Brano da leggere
────────

Mauro Galligani è uno dei più importanti fotogiornalisti italiani. Dall’8 aprile il Cifa, Centro italiano per la fotografia d’autore di Bibbiena, gli dedica una retrospettiva che ripercorre gli eventi politici, sociali e di costume che hanno fatto la storia a partire dagli anni settanta.

Galligani nasce nel 1940 a Farnetella, in provincia di Siena. A Roma studia come direttore della fotografia alla Scuola di cinematografia dove, affascinato dal cinema neorealista, comprende l’importanza del racconto per immagini. Galligani ama definirsi prima di tutto un giornalista, la fotografia è solo un mezzo per esprimersi e raccontare la realtà: “I miei modelli di riferimento vengono dal giornalismo scritto. Non sono mai andato a fotografare le bellezze o i drammi del mondo per fare l’eroe o per vincere un premio fotografico. Ho sempre cercato di svolgere il mio lavoro cogliendo aspetti e particolari della realtà che avevo di fronte, per dare la possibilità al lettore di rendersi conto di ciò che stava accadendo.”

Nel 1964 entra a far parte della redazione del quotidiano Il Giorno, un’esperienza che insieme agli studi di cinema completa la sua formazione da fotogiornalista. Nel 1975 diventa uno dei fotografi di Epoca, dove rimane fino alla chiusura nel 1997; in questi anni ha l’occasione anche di ricoprire il ruolo di photo editor per il settimanale. All’estero, Galligani ha collaborato per molti anni con la popolare rivista statunitense Life.

La retrospettiva Alla luce dei fatti sarà aperta fino al 4 giugno.

────────

[Dati sulle espressioni referenziali]
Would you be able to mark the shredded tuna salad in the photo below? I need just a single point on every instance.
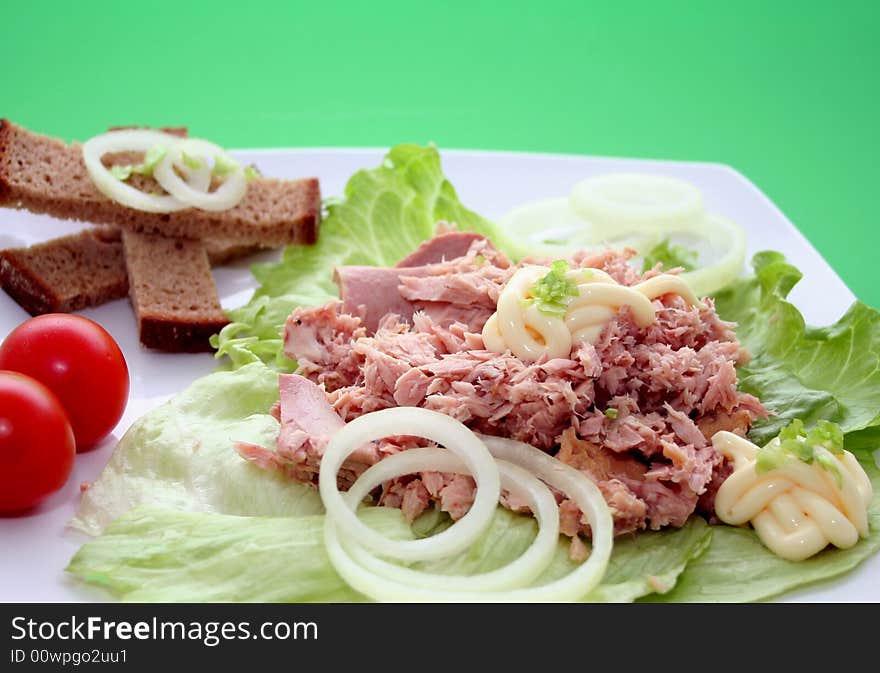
(634, 411)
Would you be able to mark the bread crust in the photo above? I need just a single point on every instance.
(82, 270)
(45, 175)
(173, 292)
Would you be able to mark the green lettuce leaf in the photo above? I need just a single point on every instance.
(385, 214)
(154, 554)
(811, 373)
(181, 455)
(737, 567)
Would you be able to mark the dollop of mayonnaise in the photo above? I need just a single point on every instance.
(798, 508)
(520, 326)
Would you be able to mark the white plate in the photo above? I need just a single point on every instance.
(34, 549)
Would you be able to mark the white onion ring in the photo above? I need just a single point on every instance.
(137, 140)
(521, 571)
(729, 237)
(432, 425)
(634, 202)
(574, 586)
(226, 196)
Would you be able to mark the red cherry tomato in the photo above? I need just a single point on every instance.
(80, 363)
(36, 442)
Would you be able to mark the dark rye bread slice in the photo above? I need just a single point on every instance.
(66, 274)
(81, 270)
(45, 175)
(172, 291)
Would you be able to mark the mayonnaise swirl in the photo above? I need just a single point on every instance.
(521, 327)
(797, 509)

────────

Lavoro da svolgere
Per favore, trascrivi senza modifiche il passo del testo su Galligani da "Nel 1964 entra" a "rivista statunitense Life.".

Soluzione esercizio
Nel 1964 entra a far parte della redazione del quotidiano Il Giorno, un’esperienza che insieme agli studi di cinema completa la sua formazione da fotogiornalista. Nel 1975 diventa uno dei fotografi di Epoca, dove rimane fino alla chiusura nel 1997; in questi anni ha l’occasione anche di ricoprire il ruolo di photo editor per il settimanale. All’estero, Galligani ha collaborato per molti anni con la popolare rivista statunitense Life.